_Assigned task A:_
Answer these questions using the article on the One Chip Challenge:
(i) Which company manufactures the chip?
(ii) At what time did Harris's brother yell that he had passed out?
(iii) Who is the superintendent quoted at the end?
_Assigned task B:_
Transcribe the passage of the One Chip Challenge article that begins with the words "Manufactured by Paqui, the" and ends with "death is pending.".
Top of Text excerpt
The viral sensation known as the “One Chip Challenge” has sparked a heated debate after a Worcester, Massachusetts, family alleged their 14-year-old son, Harris Wolobah, died from complications related to consuming the intensely spicy tortilla chip. Even with warnings from the manufacturer, the fervor on social media is leading many to question how responsible schools are and whether the product should be pulled from shelves.
Manufactured by Paqui, the One Chip Challenge dares participants to consume a tortilla chip laced with “Carolina Reaper” and “Naga Viper Pepper,” known for their searing heat. According to the company’s website, the chip is “intended for adult consumption,” with disclaimers like “keep out of reach from children” and advising consumers to seek medical help for “trouble breathing, fainting or prolonged nausea.”
— New York Post (@nypost) September 5, 2023
Despite these warnings, Harris Wolobah, a Doherty Memorial High School sophomore, accepted a chip from a classmate during school hours. After feeling unwell, he was sent home from the school nurse’s office, only to pass out in the late afternoon and later be pronounced dead at the hospital. An official cause of death is pending.
Harris’s mother, Lois Wolobah, regrets that her son was not sent directly to the hospital. “He felt better after they went home, but at 4:30 p.m., when he was about to leave for basketball tryouts, his brother yelled that he’d passed out,” she said. “Harris was taken to a nearby hospital where he was pronounced dead.”
It’s fair to ask: Could the school have prevented this tragedy with better vigilance? The school district has yet to comment on why Harris was sent home rather than to the hospital. Superintendent Rachel Monárrez expressed her condolences: “It is with a heavy heart I share that we lost a rising star.”
Bottom of Text excerpt
Top of Excerpted data
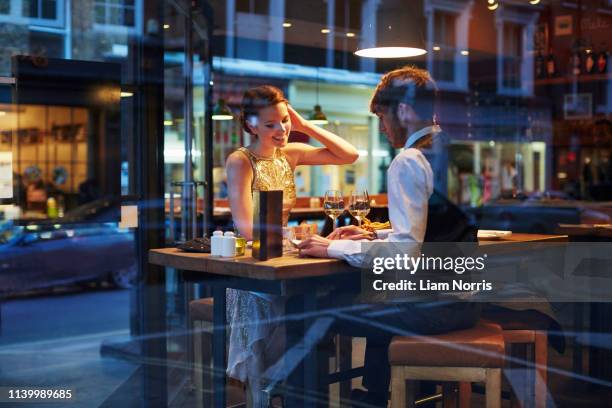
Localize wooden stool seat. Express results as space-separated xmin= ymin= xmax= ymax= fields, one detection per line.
xmin=389 ymin=320 xmax=505 ymax=408
xmin=483 ymin=308 xmax=551 ymax=408
xmin=389 ymin=321 xmax=505 ymax=367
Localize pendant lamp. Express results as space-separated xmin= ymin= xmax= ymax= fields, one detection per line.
xmin=355 ymin=0 xmax=427 ymax=58
xmin=212 ymin=99 xmax=234 ymax=120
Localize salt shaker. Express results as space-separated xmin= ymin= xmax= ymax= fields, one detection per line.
xmin=221 ymin=231 xmax=236 ymax=258
xmin=210 ymin=231 xmax=224 ymax=256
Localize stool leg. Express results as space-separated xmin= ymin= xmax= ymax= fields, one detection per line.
xmin=442 ymin=381 xmax=457 ymax=408
xmin=535 ymin=331 xmax=548 ymax=408
xmin=459 ymin=381 xmax=472 ymax=408
xmin=391 ymin=367 xmax=406 ymax=408
xmin=193 ymin=320 xmax=206 ymax=408
xmin=485 ymin=368 xmax=501 ymax=408
xmin=336 ymin=335 xmax=353 ymax=405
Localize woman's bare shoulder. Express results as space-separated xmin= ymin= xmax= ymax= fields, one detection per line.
xmin=225 ymin=150 xmax=251 ymax=173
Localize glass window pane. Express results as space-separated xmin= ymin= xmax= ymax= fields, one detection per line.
xmin=123 ymin=8 xmax=134 ymax=27
xmin=42 ymin=0 xmax=57 ymax=20
xmin=0 ymin=0 xmax=11 ymax=14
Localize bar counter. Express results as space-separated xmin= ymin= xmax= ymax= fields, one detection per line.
xmin=149 ymin=234 xmax=568 ymax=408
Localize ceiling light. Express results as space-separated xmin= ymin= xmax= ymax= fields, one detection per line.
xmin=212 ymin=99 xmax=234 ymax=120
xmin=355 ymin=47 xmax=427 ymax=58
xmin=355 ymin=0 xmax=427 ymax=58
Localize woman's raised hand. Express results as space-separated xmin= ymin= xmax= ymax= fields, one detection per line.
xmin=287 ymin=104 xmax=308 ymax=133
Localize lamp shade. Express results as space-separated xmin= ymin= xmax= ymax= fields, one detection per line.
xmin=355 ymin=0 xmax=427 ymax=58
xmin=212 ymin=99 xmax=234 ymax=120
xmin=308 ymin=105 xmax=329 ymax=125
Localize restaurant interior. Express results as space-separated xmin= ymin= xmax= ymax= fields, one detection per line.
xmin=0 ymin=0 xmax=612 ymax=408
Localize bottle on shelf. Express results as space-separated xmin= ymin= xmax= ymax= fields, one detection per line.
xmin=546 ymin=48 xmax=557 ymax=78
xmin=210 ymin=231 xmax=223 ymax=256
xmin=221 ymin=231 xmax=236 ymax=258
xmin=584 ymin=49 xmax=595 ymax=74
xmin=597 ymin=45 xmax=608 ymax=74
xmin=570 ymin=41 xmax=582 ymax=76
xmin=535 ymin=50 xmax=546 ymax=79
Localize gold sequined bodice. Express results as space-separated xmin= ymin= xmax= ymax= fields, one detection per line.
xmin=238 ymin=147 xmax=295 ymax=226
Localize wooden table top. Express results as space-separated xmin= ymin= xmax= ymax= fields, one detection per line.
xmin=149 ymin=233 xmax=568 ymax=280
xmin=478 ymin=232 xmax=569 ymax=245
xmin=149 ymin=248 xmax=356 ymax=280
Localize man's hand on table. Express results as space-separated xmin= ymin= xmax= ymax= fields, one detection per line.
xmin=298 ymin=235 xmax=330 ymax=258
xmin=327 ymin=225 xmax=376 ymax=240
xmin=298 ymin=225 xmax=376 ymax=258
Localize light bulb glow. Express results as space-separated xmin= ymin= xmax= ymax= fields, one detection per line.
xmin=212 ymin=115 xmax=234 ymax=120
xmin=355 ymin=47 xmax=427 ymax=58
xmin=308 ymin=119 xmax=329 ymax=126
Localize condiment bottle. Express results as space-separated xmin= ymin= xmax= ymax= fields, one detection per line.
xmin=221 ymin=231 xmax=236 ymax=258
xmin=210 ymin=231 xmax=223 ymax=256
xmin=236 ymin=233 xmax=246 ymax=256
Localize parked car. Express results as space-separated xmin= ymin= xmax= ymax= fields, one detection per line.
xmin=0 ymin=199 xmax=137 ymax=295
xmin=466 ymin=196 xmax=612 ymax=234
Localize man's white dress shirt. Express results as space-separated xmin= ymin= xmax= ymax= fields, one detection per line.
xmin=327 ymin=127 xmax=439 ymax=266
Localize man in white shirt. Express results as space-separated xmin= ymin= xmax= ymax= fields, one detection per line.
xmin=299 ymin=66 xmax=478 ymax=407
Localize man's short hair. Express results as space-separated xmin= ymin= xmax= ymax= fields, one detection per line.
xmin=370 ymin=65 xmax=437 ymax=117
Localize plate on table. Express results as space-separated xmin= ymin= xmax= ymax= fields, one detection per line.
xmin=478 ymin=230 xmax=512 ymax=240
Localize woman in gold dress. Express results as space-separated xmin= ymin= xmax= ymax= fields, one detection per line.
xmin=226 ymin=85 xmax=359 ymax=406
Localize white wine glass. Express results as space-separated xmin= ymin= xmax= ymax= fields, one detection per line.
xmin=323 ymin=190 xmax=344 ymax=231
xmin=349 ymin=190 xmax=370 ymax=228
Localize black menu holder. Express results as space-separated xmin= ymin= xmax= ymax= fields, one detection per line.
xmin=253 ymin=190 xmax=283 ymax=261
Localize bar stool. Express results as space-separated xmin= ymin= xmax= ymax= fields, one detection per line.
xmin=483 ymin=308 xmax=551 ymax=408
xmin=389 ymin=320 xmax=505 ymax=408
xmin=189 ymin=298 xmax=214 ymax=408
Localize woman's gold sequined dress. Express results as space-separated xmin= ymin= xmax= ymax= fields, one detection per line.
xmin=226 ymin=147 xmax=295 ymax=387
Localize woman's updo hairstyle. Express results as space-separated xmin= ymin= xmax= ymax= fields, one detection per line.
xmin=240 ymin=85 xmax=287 ymax=136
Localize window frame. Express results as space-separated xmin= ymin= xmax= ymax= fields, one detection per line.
xmin=495 ymin=5 xmax=538 ymax=96
xmin=425 ymin=0 xmax=474 ymax=91
xmin=0 ymin=0 xmax=64 ymax=31
xmin=93 ymin=0 xmax=143 ymax=34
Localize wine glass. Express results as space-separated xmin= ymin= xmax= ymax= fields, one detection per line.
xmin=323 ymin=190 xmax=344 ymax=231
xmin=349 ymin=190 xmax=370 ymax=227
Bottom of Excerpted data
_Answer space A:_
(i) Paqui
(ii) 4:30 p.m.
(iii) Rachel Monárrez

_Answer space B:_
Manufactured by Paqui, the One Chip Challenge dares participants to consume a tortilla chip laced with “Carolina Reaper” and “Naga Viper Pepper,” known for their searing heat. According to the company’s website, the chip is “intended for adult consumption,” with disclaimers like “keep out of reach from children” and advising consumers to seek medical help for “trouble breathing, fainting or prolonged nausea.”
— New York Post (@nypost) September 5, 2023
Despite these warnings, Harris Wolobah, a Doherty Memorial High School sophomore, accepted a chip from a classmate during school hours. After feeling unwell, he was sent home from the school nurse’s office, only to pass out in the late afternoon and later be pronounced dead at the hospital. An official cause of death is pending.